SET EXERCISE
Look below for the line with "One point belongs to every instance of the grassy". Extract that line and each one after it through the last, word for word.
[BEGIN ENTRIES PROVIDED]
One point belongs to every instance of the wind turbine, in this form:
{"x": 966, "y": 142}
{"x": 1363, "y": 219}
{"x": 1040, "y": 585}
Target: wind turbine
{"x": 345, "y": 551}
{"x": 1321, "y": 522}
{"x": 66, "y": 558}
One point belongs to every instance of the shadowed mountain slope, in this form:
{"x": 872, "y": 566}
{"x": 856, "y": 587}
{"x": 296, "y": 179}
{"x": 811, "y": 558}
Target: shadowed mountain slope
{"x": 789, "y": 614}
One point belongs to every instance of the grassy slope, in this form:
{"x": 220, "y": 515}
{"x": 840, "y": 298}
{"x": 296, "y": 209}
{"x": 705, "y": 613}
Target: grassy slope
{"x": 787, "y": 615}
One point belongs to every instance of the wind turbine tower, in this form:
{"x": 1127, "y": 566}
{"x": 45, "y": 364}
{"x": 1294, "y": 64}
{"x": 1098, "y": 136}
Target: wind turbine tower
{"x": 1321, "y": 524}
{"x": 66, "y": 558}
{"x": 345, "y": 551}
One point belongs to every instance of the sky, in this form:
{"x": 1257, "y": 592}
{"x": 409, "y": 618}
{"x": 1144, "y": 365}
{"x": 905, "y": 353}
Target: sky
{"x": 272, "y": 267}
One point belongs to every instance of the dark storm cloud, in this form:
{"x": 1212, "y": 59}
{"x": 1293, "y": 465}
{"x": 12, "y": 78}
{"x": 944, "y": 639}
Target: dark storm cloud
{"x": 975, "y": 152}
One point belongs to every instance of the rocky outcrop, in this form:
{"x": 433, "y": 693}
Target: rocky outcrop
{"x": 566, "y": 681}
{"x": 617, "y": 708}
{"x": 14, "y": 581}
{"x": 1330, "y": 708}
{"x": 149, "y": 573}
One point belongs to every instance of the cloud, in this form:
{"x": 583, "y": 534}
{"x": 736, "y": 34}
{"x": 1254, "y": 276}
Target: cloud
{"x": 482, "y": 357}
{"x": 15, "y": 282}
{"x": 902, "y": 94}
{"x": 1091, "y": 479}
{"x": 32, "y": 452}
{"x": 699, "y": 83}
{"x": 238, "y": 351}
[END ENTRIES PROVIDED]
ANSWER FOR THE TASK
One point belongs to every instance of the grassy slope, in this form:
{"x": 220, "y": 515}
{"x": 840, "y": 298}
{"x": 296, "y": 209}
{"x": 705, "y": 613}
Target: grassy slope
{"x": 787, "y": 615}
One point belongs to every instance of the wind turbine tower, in this form:
{"x": 1127, "y": 566}
{"x": 45, "y": 364}
{"x": 1294, "y": 64}
{"x": 1098, "y": 136}
Target: wind turbine tower
{"x": 1321, "y": 524}
{"x": 66, "y": 558}
{"x": 345, "y": 551}
One point belongs to every instance of the sky, in this form:
{"x": 1257, "y": 592}
{"x": 409, "y": 618}
{"x": 1144, "y": 365}
{"x": 905, "y": 353}
Target: sky
{"x": 272, "y": 267}
One point belongs to every instance of the dark storm cloud, in this form:
{"x": 1212, "y": 59}
{"x": 1293, "y": 465}
{"x": 12, "y": 78}
{"x": 944, "y": 639}
Target: dark storm cloud
{"x": 975, "y": 152}
One point belongs to every instance of the rocky outcrop, in this form:
{"x": 433, "y": 693}
Target: rocky outcrop
{"x": 566, "y": 681}
{"x": 617, "y": 708}
{"x": 14, "y": 581}
{"x": 1330, "y": 708}
{"x": 149, "y": 573}
One point belongs to every instance of the cloud, in this form:
{"x": 583, "y": 534}
{"x": 736, "y": 34}
{"x": 1254, "y": 276}
Target: cloud
{"x": 482, "y": 357}
{"x": 15, "y": 282}
{"x": 902, "y": 94}
{"x": 1091, "y": 479}
{"x": 32, "y": 452}
{"x": 699, "y": 83}
{"x": 238, "y": 351}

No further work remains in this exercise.